OBJECTIVE:
Identify each line of the listing below that contains the string "white", and copy every such line in full. Matching is case-sensitive.

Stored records
►

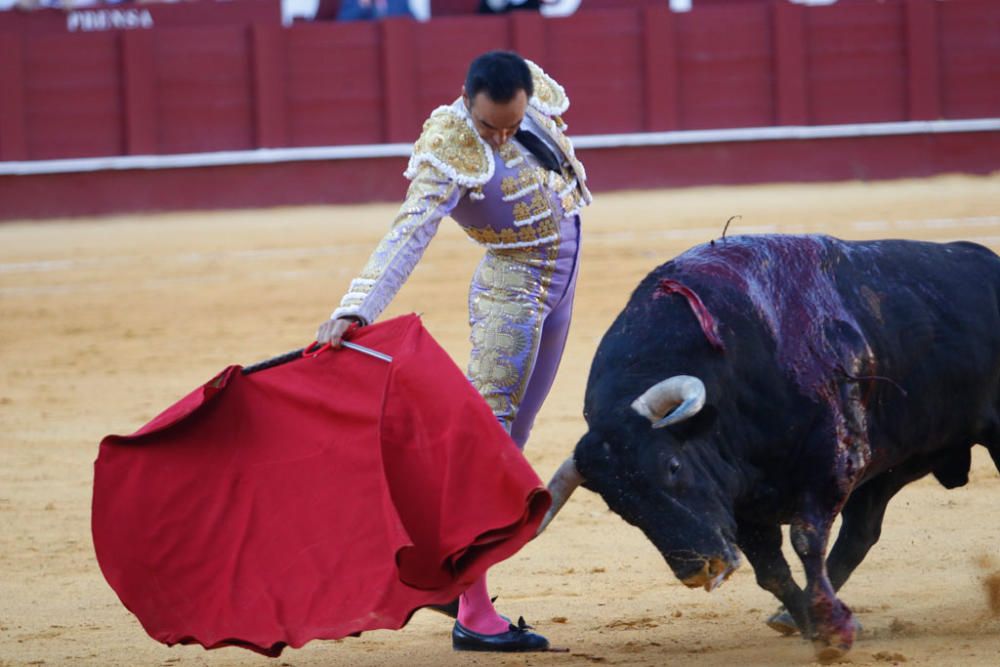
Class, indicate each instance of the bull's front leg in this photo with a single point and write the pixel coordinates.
(832, 627)
(762, 546)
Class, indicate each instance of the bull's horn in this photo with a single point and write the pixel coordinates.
(561, 486)
(686, 393)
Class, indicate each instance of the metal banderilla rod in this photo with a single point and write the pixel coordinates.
(366, 350)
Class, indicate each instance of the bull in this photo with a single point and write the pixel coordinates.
(759, 381)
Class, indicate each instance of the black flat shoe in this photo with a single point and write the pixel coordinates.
(517, 638)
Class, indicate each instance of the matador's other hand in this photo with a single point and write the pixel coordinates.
(332, 331)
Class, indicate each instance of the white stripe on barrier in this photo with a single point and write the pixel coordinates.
(594, 141)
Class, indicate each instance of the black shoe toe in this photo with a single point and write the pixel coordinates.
(517, 638)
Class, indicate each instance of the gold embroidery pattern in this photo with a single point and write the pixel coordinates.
(449, 143)
(506, 305)
(549, 96)
(399, 250)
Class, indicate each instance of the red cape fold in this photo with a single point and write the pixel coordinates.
(316, 499)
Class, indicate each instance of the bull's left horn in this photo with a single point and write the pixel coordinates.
(561, 486)
(672, 400)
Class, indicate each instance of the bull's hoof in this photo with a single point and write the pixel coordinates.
(782, 622)
(826, 654)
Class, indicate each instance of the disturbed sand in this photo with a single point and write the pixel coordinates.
(104, 322)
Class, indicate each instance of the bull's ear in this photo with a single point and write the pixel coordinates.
(702, 425)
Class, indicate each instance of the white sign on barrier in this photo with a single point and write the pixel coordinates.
(93, 20)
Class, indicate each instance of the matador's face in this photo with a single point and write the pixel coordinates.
(496, 122)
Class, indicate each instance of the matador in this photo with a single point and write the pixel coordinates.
(498, 161)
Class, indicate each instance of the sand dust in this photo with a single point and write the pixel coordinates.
(107, 321)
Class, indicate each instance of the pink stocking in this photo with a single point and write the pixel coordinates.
(476, 612)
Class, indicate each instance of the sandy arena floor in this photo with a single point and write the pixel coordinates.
(105, 322)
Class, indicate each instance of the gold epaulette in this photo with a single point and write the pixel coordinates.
(450, 143)
(549, 98)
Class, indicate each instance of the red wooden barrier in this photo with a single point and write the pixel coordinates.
(630, 67)
(741, 64)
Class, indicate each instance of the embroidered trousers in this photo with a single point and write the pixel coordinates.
(520, 307)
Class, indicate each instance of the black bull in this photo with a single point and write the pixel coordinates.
(789, 379)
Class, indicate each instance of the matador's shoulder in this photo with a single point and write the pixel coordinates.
(549, 98)
(450, 143)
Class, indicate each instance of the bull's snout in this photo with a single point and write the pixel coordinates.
(708, 573)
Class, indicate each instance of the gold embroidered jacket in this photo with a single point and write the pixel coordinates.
(501, 198)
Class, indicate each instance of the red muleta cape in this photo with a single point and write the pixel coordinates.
(312, 500)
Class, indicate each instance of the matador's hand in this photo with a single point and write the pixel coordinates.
(332, 331)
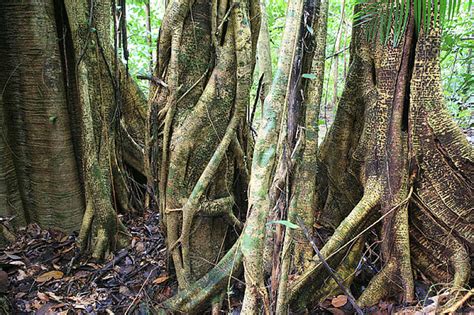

◄

RESULT BELOW:
Class, indicate each instance of the white stripe on barrier in this photo with a single point and write the pixel coordinates.
Class, indicate each instance of the white sign on barrier in this photo with a single point and write the pixel coordinates.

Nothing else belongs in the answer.